Excerpted records

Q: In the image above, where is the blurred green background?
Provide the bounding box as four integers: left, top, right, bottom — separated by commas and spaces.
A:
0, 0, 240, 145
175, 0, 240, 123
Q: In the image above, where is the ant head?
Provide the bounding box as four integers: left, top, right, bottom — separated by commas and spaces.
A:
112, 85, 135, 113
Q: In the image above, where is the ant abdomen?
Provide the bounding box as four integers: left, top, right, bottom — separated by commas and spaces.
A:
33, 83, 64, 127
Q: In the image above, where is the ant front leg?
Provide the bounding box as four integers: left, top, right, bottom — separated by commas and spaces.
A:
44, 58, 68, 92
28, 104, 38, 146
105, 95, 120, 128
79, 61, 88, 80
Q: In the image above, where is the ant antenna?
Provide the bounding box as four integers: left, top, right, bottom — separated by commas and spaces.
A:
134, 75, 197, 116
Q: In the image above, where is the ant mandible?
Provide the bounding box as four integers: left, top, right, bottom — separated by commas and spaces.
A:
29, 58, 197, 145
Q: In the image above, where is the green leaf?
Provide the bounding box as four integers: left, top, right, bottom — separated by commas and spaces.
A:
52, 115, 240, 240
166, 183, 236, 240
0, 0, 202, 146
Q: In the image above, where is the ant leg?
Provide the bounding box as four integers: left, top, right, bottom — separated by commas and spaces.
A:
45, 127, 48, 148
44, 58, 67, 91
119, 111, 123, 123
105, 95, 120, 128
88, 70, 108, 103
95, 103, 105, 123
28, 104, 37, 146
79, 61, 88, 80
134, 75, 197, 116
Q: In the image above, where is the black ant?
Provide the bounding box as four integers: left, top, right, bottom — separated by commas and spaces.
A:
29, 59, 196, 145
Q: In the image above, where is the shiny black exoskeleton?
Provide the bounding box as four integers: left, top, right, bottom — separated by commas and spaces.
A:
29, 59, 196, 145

Written instruction
Rewrite every line of the records, starting at the line containing "Q: In the image above, where is the shiny" and ending at the end of the records. Add 108 to each bounding box coordinate in the answers.

Answer to the exercise
Q: In the image above, where is the shiny black exoskeleton?
Provide the bounding box as four integers: left, top, right, bottom — separated by commas and spaces.
A:
137, 167, 304, 253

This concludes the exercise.